--- Reading text ---
Tuesday, 7 June 2022

Converting NPCs to Dungeon Crawl Classics


Tuirgin left a comment that I managed to delete trying to publish it. To wit:

I've seen people mention that you've run multiple DCC Xyntillan campaigns. I've been prepping Xyntillan for my group and finally decided to use DCC for it after considering several other options. While I've run DCC before, it's been a while—I took a year away from it to solidify my referee foundation with B/X—and I've never converted adventures for DCC. I'm familiar with two or three of your articles about conversions, but one question I haven't figured out is whether to adjust NPC (especially classed NPCs) and creature levels/hd. The group wisdom seems to be that 1 DCC level is roughly equivalent to 2 D&D levels. I'm curious what you think of this. I've not really run enough games beyond low levels to have a good sense of the implications. Any insight you have to share would be much appreciated.

I am going to try to answer this here. Germaine to this discussion, see my overall notes on conversion here (somewhat revised in DAMN #1), and some examples here and here. You will find a breakdown of the monster statblock here, and some notes on NPCs overall here and here.

For NPCs, the “Men and Magicians” section of the core rulebook (pages 432-434) is the most relevant, as is the “Monsters Don’t Play By the Rules” section on page 383. 

In general, you have three choices when it comes to converting NPCs: (1) Use the examples in the book, (2) Make a fast and loose conversion, or (3) Make a fully leveled conversion following the same rules the PCs use. The core rules don’t encourage that last options, but many published adventures use it, so you might also want to use it for important characters. We will look more closely at each of these options below.

(1)    Use the Examples in the Book: For many NPCs, you don’t need to be concerned about how to convert them. You just give them NPC stats using the examples in the “Men and Magiicians” section of the book. For instance, Gilbert Malévol the Fox in Castle Xyntillan might simply be treated as a bandit captain from page 433 of the core rules. There. Done. You may choose to make some adjustments to the core stats, to better reflect the weapons and armor in the original module. Or you may not. It’s up to you. 

(2)    Make a Fast and Loose Conversion: Gilbert Malévol the Fox has the following statblock in Castle Xyntillan: 

Gilbert Malévol the Fox: Thief 3; AC 7 [12]; Atk sword 1d6 or 2*bow 1d6; Spec backstab, thievery; ML 9; AL C; gold pocketwatch 400 gp.

Hp 7

Working from this as a basis, we probably want to keep Hit Dice the same, at least up to 5th level, after which we need to consider how powerful we want our NPC to be in comparison to the rest of the world. I find that assuming a bonus to hit of +1 per 2 HD rounded up usually works well, although this should be adjusted up or down depending upon the nature of the NPC being converted. From this, we might get a DCC statblock like this:

Gilbert Malévol the Fox: Init+2; Atk short sword +1 melee (1d6) or short bow +3 ranged (1d6); AC 12; HD 3d6; hp 7; MV 30’; Act 1d20; SP +6 to sneak and hide, x2 damage when attacking from surprise; SV Fort +1; Ref +3; Will +0; AL C. Gold pocket watch (40gp).

--- Records of labeled points ---
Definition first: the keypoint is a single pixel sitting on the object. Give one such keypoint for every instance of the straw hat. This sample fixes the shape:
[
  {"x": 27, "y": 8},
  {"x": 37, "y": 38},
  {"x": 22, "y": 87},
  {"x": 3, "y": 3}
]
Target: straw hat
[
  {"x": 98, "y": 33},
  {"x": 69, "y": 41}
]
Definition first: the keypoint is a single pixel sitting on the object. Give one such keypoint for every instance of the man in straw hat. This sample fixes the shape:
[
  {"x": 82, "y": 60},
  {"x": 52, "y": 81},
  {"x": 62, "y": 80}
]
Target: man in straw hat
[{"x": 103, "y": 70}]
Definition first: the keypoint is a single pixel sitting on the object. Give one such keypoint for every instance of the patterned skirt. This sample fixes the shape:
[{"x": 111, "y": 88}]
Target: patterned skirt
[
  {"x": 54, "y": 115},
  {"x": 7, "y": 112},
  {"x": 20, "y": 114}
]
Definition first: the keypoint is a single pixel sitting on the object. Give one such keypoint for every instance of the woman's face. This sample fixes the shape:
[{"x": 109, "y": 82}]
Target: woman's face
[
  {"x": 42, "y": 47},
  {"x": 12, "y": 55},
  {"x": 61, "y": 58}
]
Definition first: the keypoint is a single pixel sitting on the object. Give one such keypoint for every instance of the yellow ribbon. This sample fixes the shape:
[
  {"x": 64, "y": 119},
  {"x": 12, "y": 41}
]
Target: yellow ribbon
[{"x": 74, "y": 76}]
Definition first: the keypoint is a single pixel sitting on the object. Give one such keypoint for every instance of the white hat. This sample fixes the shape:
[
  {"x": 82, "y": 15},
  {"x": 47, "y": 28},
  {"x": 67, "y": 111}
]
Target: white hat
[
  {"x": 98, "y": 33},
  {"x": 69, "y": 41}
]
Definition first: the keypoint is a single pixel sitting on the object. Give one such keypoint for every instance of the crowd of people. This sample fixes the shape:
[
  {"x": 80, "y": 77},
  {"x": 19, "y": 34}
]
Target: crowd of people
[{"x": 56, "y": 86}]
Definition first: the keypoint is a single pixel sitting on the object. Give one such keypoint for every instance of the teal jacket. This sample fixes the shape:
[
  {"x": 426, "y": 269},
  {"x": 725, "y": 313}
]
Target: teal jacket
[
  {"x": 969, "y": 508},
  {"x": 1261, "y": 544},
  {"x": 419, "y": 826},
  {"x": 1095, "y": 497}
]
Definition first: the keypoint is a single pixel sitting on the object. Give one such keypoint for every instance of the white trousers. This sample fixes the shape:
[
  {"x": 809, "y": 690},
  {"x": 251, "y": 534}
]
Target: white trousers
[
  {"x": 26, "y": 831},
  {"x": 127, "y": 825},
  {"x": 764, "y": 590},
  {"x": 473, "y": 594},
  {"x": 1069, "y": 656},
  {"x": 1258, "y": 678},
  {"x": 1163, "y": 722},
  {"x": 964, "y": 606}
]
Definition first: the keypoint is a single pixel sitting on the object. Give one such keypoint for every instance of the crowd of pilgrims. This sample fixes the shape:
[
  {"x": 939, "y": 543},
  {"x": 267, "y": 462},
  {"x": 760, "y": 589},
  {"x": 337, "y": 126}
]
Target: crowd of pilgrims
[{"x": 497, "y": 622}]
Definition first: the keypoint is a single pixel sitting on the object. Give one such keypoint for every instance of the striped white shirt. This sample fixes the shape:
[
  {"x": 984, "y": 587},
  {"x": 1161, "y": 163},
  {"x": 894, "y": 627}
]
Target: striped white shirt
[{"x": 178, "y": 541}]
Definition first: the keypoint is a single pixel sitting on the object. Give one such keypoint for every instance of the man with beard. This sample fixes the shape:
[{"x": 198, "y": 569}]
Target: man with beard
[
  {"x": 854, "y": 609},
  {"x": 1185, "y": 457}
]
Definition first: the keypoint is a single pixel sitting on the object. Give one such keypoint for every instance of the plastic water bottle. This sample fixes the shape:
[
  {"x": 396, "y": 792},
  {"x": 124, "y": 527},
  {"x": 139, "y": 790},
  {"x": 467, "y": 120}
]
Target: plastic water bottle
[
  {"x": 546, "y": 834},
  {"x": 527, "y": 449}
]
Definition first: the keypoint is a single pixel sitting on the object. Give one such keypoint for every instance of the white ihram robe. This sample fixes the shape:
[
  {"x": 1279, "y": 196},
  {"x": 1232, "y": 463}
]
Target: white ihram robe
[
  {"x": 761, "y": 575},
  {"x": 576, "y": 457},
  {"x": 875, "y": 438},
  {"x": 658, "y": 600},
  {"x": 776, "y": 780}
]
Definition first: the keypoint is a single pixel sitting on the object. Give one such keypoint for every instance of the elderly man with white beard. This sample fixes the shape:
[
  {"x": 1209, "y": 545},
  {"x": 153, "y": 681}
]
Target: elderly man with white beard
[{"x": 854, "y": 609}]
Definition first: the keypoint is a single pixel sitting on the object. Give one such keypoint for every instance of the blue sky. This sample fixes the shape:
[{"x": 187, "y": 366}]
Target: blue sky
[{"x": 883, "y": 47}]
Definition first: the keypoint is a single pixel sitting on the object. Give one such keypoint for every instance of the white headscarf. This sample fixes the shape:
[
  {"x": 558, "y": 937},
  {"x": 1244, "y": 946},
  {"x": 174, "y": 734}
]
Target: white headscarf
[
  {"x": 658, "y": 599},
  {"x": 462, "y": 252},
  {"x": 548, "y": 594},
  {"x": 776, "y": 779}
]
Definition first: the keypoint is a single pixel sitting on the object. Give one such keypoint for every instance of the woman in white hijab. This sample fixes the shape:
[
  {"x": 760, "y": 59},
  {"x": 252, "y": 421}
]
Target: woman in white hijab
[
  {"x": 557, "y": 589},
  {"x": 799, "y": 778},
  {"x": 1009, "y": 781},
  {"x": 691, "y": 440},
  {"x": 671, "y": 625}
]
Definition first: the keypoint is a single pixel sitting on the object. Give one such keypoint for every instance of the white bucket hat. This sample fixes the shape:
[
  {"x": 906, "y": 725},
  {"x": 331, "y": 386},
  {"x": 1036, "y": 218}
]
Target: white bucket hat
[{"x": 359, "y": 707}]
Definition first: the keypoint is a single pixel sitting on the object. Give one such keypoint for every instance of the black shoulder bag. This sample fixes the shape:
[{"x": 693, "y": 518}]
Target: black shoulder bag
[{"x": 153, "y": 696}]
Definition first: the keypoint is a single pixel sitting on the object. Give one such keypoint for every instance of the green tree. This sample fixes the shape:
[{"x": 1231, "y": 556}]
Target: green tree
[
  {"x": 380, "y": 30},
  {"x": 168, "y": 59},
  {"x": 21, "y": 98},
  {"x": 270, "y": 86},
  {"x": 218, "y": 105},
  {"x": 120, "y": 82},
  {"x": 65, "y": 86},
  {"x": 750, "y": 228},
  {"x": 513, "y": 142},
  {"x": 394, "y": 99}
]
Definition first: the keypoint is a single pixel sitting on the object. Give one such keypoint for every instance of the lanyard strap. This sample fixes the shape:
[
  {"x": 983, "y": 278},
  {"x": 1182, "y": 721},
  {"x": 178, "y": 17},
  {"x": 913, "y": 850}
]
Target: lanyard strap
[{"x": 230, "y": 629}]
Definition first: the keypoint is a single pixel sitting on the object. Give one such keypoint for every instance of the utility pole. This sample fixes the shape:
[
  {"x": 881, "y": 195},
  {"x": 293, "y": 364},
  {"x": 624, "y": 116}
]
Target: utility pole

--- Prompt A ---
In the post on converting NPCs, which pages of the core rulebook hold the "Men and Magicians" section?
--- Prompt B ---
Reproduce the post on converting NPCs word for word from "I've seen people" to "be much appreciated.".
The entries above come from a different source than the post.

--- Worked solution A ---
Pages 432-434.

--- Worked solution B ---
I've seen people mention that you've run multiple DCC Xyntillan campaigns. I've been prepping Xyntillan for my group and finally decided to use DCC for it after considering several other options. While I've run DCC before, it's been a while—I took a year away from it to solidify my referee foundation with B/X—and I've never converted adventures for DCC. I'm familiar with two or three of your articles about conversions, but one question I haven't figured out is whether to adjust NPC (especially classed NPCs) and creature levels/hd. The group wisdom seems to be that 1 DCC level is roughly equivalent to 2 D&D levels. I'm curious what you think of this. I've not really run enough games beyond low levels to have a good sense of the implications. Any insight you have to share would be much appreciated.